== Prompt ==
Which lines in the material below contain the word "dark"? Gather each of them and copy it out in full.

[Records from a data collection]

--- start ---

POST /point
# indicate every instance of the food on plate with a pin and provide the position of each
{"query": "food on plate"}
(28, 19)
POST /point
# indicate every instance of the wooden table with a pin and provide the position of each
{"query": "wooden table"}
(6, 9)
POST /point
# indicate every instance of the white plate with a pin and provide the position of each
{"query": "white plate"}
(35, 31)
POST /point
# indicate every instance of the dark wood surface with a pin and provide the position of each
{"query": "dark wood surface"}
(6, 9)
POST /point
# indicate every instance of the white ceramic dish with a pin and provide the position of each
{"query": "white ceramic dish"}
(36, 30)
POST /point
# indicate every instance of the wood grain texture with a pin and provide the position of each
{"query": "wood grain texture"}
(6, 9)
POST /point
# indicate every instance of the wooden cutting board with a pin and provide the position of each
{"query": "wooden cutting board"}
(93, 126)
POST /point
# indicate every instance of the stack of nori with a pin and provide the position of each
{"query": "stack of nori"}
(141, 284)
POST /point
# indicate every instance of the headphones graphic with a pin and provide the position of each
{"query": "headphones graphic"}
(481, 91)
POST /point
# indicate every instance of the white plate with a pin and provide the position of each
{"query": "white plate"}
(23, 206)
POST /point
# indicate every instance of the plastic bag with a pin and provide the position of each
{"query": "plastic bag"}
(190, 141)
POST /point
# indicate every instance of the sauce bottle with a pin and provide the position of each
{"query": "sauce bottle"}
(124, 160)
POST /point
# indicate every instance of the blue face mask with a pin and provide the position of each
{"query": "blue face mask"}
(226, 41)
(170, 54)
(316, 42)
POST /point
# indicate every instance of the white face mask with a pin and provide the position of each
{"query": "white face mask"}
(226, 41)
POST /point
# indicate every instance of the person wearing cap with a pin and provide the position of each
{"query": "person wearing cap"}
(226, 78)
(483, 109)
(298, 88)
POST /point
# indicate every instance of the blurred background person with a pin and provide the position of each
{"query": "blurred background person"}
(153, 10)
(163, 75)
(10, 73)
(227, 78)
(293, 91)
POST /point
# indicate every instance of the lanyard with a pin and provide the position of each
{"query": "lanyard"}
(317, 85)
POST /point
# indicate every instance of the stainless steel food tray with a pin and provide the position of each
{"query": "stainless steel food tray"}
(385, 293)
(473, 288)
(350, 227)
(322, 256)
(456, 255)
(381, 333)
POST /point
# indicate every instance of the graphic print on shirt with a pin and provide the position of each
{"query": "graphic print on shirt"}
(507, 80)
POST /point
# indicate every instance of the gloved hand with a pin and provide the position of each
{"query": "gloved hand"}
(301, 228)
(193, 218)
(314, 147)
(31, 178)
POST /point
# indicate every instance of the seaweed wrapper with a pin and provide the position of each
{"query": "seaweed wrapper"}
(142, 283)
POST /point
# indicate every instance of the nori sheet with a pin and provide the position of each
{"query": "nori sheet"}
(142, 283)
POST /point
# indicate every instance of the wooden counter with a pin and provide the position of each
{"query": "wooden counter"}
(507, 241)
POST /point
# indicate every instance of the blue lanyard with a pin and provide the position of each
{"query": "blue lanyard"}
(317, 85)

--- end ---

== Task answer ==
# indicate every instance of the dark wood surface with a pin and provide the position of each
{"query": "dark wood surface"}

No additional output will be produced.